What else but stand up for our children?

What else but stand up for our children?

When 23-year-old Jyoti Singh was raped by six people in a bus and brutally murdered in 2012 in India, it caused huge public unrest and many people took to the streets in protest.

On the other hand, the dominant mentality in society questioned why a “decent girl” was out, wandering the streets at night. During the heated and loud debates, one friend of Singh’s calmly uttered these remarkable words: “The law should punish criminals, otherwise they are fearless. But, will the society change when we remove a monster out of the society? No, it will not. The people of this society and their mentalities need to change.”

Well, will our society change because we have removed the Karaman abuser from the society? No, it will not. 
Others need to change. For instance, the parents who marry off their daughters as soon as they reach puberty, religion teachers who are obsessed with girls’ outfits, principals who want to separate school buildings for boys and girls, people who protect the abusers and the rapists, the prosecutors who demand releases for these same people, the judges who search for “consent” in abuse cases and who fill their rulings with reductions… Also, the politicians and opinion leaders who do not allow the questioning or criticizing of confined institutions that generate violence and abuse because of their very nature, as the whole world agrees; all of their mentalities should change. 

Because even if we remove the Karaman monster out of society, when we look back at society we will see a thousand others in his place.  

It has been weeks that my inbox has been filled with emails from mothers whose children have been abused. Some of them have been seeking justice for years; some others are at the brink of losing their mental health. Some are fighting without the support of one single person. 

They have moved heaven and earth to protect their child but they need to prove again and again that they are good mothers because after the incident society tells them, “This is because of you. You were unable to protect your child.”

When they explain the incident, they return to the same details again and again. Not the details of the abuse, but the negligence, the unfairness in the trial, the injustices, the support services they could not access.

***

Carry on the opinion piece about standing up for abused children, starting after its final paragraph.

***

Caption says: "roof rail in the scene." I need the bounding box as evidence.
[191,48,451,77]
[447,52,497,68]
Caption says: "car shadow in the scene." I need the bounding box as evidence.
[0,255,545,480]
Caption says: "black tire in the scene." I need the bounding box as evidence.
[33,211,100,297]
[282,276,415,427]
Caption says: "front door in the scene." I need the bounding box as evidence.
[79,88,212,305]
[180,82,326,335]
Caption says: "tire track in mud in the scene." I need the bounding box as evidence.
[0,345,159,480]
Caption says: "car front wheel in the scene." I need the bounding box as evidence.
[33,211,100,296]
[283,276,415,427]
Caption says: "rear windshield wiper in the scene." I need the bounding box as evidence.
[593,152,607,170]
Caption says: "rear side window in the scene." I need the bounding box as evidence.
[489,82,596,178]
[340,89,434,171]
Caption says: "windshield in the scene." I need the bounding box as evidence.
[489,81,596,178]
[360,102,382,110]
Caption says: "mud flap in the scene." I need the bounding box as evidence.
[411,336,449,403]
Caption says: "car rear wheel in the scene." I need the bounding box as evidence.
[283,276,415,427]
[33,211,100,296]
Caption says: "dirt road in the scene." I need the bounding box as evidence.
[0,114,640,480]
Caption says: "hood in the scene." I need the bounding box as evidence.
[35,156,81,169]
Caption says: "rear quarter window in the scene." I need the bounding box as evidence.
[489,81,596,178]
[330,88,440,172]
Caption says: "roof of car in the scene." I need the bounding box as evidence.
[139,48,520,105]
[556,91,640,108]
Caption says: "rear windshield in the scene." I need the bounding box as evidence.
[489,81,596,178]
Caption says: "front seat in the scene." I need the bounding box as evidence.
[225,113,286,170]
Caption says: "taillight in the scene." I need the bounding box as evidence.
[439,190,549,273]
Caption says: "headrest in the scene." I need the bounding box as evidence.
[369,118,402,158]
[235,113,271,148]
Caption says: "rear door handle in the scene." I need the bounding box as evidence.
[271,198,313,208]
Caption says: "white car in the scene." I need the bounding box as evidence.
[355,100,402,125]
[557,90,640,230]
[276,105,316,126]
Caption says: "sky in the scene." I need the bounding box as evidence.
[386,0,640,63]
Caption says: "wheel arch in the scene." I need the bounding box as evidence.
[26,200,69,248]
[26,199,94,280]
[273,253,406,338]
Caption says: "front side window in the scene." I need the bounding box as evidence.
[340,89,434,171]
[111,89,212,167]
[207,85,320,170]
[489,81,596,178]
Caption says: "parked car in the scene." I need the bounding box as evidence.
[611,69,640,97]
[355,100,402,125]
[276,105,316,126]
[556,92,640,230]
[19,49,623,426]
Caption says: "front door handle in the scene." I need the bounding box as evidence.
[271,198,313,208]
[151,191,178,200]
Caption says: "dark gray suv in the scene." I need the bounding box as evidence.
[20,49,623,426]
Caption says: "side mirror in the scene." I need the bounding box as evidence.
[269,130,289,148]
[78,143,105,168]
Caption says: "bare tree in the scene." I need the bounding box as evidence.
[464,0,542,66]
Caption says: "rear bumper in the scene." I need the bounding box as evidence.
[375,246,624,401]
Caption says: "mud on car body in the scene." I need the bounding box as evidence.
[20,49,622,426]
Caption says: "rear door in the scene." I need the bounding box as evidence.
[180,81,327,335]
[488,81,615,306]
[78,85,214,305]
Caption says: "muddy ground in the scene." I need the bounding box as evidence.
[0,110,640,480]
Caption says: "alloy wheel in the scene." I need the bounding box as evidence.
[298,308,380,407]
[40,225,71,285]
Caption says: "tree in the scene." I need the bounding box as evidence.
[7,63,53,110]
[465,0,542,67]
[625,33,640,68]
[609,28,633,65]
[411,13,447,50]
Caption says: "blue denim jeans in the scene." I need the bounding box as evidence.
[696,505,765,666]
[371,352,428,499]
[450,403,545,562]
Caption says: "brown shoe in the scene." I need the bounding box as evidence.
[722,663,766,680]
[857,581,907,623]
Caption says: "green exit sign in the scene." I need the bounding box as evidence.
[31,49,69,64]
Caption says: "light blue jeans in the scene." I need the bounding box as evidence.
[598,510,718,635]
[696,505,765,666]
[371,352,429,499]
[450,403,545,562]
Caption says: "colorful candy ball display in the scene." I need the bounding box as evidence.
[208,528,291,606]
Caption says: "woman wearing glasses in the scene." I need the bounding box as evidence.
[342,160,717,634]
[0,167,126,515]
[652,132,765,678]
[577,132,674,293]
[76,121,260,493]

***

**RESPONSE AREA**.
Many of them do not have a lawyer. Some of them have educated themselves as good as a lawyer. 
When trust is lost in a society, that society is bound to fall sick and collapse. We are infected to an extent that is concerning. The virus is the widespread mentality. Without changing this mentality, no cure is possible.  

It is up to those who rule this country to change the mentality; but they need to have the intention to do so. They should stop defending this and that. It is the state’s duty to educate the child, the parent, the prosecutor and the judge; in short, everybody. It is the state’s duty to audit institutions. It is the state’s duty to provide support services for the victims. 

It is the state’s duty to correct the laws. The simplest one is the law that allows early marriages. How many years it has been? Why hasn’t the legislation been harmonized with international treaties? Why? 

They should leave aside irrelevant defenses such as “We will not tolerate political abuse,” but act immediately.

Because as it is, modern Turkish society cannot be considered very different from a Turkey in the age of ignorance, when they buried new born girls alive. 

Is it possible to talk about any success of a state that fails to provide that each child is raised in an honorable, healthy, peaceful and secure environment? 

If we don’t stand up for our children, then for what else are we going to?